Start of STORED DATA

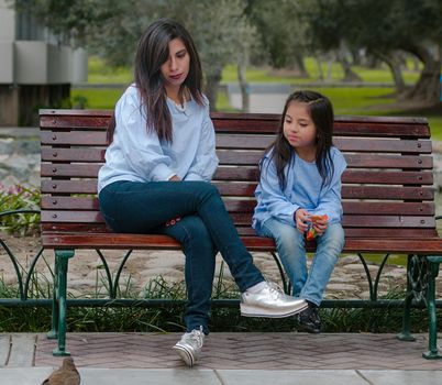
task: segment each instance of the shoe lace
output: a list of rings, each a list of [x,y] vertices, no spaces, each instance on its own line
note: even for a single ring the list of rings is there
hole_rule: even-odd
[[[198,348],[202,346],[202,343],[205,341],[205,333],[202,331],[202,327],[200,327],[199,329],[194,329],[189,334],[188,338],[190,340],[194,340],[197,343]]]
[[[284,295],[284,290],[281,289],[281,287],[278,284],[276,284],[274,282],[267,282],[267,285],[268,285],[270,294],[274,295],[276,298]]]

End of STORED DATA

== GIVEN INSTRUCTION ==
Can you retype every record above word for word, leaving the pictures out?

== RESPONSE ==
task: segment each instance of the shoe lace
output: a list of rings, each a list of [x,y] vertices, no spaces, each instance on its own line
note: even for a single ring the list of rings is there
hole_rule: even-odd
[[[198,348],[202,346],[202,343],[205,341],[205,333],[202,331],[202,327],[200,327],[199,329],[194,329],[189,334],[188,338],[190,340],[194,340],[197,343]]]
[[[284,295],[284,290],[281,289],[281,287],[278,284],[276,284],[274,282],[267,282],[267,285],[268,285],[270,294],[274,295],[276,298]]]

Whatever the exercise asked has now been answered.